#### Task item
Line by line, reproduce exactly the beginning of the listing below, ending with the line that contains "box: [77, 260, 1407, 1084]" and adding nothing.

- Opening Delimiter -

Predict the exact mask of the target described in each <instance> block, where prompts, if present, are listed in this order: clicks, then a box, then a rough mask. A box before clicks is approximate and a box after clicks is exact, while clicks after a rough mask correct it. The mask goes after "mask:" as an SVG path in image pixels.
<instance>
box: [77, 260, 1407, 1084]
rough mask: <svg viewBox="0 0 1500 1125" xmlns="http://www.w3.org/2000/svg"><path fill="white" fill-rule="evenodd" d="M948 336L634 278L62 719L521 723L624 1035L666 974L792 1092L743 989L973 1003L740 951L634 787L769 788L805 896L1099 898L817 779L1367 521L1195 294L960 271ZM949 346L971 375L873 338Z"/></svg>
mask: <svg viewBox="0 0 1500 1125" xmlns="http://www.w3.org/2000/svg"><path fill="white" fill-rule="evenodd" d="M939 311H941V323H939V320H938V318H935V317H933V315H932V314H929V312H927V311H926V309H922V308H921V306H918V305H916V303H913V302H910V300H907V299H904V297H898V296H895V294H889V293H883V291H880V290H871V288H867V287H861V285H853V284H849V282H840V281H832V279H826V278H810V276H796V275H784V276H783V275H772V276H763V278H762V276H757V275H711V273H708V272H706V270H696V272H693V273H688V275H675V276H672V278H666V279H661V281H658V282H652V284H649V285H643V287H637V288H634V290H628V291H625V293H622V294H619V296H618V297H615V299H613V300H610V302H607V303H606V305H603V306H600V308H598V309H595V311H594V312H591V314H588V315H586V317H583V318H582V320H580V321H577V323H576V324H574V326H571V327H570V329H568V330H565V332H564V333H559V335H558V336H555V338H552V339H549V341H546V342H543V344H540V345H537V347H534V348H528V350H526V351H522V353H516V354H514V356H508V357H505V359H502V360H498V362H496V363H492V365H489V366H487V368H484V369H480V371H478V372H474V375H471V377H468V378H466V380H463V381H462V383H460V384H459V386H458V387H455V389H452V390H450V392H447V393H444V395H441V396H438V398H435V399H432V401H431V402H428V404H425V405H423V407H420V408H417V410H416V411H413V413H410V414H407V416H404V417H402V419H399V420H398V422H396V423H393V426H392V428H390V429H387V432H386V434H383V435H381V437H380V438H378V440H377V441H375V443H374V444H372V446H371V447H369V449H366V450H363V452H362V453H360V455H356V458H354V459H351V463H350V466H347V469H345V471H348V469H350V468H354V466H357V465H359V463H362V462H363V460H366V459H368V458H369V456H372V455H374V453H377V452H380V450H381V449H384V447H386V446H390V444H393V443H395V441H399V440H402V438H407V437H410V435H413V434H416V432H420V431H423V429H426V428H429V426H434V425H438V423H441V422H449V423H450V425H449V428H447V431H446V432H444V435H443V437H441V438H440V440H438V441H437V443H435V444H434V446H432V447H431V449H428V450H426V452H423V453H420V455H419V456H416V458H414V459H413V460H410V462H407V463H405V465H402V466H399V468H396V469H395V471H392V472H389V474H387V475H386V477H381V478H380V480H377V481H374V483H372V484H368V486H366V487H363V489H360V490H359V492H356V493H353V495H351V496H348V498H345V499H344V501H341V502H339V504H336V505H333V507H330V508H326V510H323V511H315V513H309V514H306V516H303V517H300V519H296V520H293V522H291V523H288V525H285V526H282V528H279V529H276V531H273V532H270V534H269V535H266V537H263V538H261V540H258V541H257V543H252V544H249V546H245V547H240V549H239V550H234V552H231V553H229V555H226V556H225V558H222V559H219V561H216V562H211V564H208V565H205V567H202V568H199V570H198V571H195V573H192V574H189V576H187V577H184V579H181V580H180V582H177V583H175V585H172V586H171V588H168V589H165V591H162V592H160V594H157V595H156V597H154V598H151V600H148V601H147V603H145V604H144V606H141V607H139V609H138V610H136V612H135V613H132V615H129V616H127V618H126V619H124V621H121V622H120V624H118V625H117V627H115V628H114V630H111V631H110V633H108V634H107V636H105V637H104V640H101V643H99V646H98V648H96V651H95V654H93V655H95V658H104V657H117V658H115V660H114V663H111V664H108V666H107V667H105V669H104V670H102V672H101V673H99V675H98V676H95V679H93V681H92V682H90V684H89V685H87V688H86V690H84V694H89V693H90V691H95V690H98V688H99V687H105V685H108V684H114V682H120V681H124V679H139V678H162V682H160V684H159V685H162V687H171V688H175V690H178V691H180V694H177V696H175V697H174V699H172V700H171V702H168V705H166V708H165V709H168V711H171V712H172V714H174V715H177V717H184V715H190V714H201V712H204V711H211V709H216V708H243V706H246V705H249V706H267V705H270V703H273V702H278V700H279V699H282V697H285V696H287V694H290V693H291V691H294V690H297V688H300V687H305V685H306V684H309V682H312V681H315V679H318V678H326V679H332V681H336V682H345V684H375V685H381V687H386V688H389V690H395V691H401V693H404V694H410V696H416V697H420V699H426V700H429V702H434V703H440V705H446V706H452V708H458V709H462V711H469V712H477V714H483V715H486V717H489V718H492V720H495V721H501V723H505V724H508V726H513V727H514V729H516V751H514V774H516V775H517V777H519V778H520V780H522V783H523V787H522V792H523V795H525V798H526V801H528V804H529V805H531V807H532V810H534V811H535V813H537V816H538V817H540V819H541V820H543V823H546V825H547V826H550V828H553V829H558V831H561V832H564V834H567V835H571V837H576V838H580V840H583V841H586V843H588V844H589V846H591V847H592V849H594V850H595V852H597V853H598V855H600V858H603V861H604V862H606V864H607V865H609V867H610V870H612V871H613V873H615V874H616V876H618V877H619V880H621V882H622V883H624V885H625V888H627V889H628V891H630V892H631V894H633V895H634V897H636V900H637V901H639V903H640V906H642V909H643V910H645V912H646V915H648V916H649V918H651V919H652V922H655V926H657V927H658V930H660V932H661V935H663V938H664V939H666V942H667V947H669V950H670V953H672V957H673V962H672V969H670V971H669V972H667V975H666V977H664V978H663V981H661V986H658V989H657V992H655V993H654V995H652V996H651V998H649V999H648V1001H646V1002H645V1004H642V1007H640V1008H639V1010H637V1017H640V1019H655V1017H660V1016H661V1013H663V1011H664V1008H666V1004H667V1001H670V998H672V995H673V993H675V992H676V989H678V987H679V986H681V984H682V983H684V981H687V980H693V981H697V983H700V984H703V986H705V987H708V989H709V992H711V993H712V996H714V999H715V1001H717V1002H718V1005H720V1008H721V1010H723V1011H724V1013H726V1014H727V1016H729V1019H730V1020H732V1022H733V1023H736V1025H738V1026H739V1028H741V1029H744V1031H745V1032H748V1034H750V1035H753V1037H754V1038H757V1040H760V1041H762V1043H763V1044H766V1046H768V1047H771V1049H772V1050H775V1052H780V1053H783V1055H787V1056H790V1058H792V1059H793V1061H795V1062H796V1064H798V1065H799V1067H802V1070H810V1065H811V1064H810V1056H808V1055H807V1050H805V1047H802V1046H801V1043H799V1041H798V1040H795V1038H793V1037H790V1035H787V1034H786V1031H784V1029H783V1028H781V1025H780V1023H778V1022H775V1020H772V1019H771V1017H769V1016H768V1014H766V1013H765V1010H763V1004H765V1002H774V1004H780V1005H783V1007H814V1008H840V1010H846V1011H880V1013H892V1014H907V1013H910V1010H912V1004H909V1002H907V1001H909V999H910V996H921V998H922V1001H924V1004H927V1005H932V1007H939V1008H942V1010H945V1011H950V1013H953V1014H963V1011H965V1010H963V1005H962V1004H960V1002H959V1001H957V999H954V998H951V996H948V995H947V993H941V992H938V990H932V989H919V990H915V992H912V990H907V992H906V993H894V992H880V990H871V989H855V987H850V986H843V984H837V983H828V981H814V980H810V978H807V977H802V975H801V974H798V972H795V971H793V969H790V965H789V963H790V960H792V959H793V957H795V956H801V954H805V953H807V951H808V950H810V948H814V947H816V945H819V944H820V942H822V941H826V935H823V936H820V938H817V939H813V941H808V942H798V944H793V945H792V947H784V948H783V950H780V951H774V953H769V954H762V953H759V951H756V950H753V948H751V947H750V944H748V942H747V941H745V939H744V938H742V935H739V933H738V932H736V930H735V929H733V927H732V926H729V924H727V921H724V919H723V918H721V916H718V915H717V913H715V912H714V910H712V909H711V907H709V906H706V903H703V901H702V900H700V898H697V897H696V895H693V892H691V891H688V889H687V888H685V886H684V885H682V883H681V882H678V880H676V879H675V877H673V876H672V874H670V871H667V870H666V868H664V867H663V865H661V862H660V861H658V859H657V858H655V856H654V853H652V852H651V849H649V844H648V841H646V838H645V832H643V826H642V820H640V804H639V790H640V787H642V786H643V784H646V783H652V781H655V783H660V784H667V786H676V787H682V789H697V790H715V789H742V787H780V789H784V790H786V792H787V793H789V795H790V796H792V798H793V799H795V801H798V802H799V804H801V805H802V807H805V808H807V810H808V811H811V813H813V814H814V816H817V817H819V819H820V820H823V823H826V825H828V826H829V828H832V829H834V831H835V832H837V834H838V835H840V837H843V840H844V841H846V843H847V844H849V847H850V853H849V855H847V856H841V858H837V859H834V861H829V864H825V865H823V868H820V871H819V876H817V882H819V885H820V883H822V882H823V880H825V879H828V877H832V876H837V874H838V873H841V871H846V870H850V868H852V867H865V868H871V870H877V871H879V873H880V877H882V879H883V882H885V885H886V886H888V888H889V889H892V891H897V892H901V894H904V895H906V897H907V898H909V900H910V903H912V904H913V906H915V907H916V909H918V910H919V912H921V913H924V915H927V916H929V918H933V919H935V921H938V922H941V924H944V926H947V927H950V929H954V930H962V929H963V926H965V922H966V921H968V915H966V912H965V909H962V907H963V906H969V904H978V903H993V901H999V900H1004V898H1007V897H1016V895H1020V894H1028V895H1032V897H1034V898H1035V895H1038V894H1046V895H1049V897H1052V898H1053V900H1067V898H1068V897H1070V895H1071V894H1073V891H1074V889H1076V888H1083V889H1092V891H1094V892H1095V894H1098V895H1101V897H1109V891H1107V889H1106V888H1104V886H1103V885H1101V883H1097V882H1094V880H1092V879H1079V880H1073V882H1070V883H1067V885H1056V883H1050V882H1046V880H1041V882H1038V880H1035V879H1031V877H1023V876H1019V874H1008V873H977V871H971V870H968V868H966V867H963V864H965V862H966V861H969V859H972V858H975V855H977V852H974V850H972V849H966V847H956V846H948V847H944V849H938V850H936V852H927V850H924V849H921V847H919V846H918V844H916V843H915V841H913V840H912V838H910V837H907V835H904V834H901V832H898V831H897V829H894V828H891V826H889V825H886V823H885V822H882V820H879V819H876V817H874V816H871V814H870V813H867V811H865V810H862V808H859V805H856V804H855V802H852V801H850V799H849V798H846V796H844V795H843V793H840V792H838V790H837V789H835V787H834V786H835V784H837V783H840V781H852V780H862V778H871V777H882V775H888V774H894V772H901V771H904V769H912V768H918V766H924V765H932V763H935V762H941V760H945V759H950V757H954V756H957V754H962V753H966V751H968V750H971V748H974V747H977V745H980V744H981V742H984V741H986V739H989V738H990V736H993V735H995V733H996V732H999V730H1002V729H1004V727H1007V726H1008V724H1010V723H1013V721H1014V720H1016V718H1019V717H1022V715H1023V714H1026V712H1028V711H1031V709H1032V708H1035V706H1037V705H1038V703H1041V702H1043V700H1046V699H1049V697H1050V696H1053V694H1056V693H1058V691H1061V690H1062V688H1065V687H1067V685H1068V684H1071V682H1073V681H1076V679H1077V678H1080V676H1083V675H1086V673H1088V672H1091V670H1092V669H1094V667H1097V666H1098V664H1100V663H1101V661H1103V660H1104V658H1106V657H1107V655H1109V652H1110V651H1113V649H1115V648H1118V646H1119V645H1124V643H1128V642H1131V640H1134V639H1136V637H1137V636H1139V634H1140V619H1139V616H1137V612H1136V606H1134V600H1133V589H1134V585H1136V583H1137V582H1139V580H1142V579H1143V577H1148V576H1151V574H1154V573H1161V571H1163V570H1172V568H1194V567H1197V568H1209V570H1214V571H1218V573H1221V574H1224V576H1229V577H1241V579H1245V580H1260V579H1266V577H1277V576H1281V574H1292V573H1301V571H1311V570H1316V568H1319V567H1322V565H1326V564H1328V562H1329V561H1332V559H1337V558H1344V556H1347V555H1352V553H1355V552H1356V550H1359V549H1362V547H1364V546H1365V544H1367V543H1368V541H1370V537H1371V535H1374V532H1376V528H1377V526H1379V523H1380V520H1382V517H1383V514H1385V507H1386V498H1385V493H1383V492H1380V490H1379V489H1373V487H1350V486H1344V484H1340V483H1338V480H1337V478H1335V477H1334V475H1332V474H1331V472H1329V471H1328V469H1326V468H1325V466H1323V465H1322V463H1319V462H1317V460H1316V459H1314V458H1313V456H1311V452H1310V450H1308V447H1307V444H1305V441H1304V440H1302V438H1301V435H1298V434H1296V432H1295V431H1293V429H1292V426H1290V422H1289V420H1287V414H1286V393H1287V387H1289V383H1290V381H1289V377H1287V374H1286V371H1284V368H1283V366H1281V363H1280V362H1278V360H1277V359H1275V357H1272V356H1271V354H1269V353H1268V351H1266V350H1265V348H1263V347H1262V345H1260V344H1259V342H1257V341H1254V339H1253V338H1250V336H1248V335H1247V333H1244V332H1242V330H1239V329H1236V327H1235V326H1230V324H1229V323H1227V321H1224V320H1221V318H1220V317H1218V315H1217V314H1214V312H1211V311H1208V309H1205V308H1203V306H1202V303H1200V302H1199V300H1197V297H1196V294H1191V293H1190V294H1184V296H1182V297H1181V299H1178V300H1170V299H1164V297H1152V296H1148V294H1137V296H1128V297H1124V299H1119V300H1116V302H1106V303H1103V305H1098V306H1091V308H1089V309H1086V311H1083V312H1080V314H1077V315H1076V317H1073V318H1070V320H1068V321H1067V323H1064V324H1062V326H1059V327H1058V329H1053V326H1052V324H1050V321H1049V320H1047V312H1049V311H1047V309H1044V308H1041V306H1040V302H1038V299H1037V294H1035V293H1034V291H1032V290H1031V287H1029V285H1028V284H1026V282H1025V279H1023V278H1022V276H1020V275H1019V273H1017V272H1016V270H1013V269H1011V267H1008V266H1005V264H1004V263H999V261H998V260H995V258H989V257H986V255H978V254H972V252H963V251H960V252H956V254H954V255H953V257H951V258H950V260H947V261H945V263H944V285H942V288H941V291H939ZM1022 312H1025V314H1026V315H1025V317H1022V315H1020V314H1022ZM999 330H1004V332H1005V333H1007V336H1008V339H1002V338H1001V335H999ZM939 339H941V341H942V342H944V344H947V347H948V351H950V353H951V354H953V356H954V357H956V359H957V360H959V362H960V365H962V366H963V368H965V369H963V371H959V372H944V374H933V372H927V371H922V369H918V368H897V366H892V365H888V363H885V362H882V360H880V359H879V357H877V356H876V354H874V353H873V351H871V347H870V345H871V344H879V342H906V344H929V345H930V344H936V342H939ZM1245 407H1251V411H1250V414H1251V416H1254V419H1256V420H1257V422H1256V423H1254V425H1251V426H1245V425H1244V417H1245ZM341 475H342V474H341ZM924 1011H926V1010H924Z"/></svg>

- Closing Delimiter -

#### Problem solution
Predict the exact mask of the target described in each <instance> block, where prompts, if present, are listed in this order: clicks, then a box, then a rough mask. A box before clicks is approximate and a box after clicks is exact, while clicks after a rough mask correct it. The mask goes after "mask:" as an SVG path in image pixels.
<instance>
box: [77, 260, 1407, 1084]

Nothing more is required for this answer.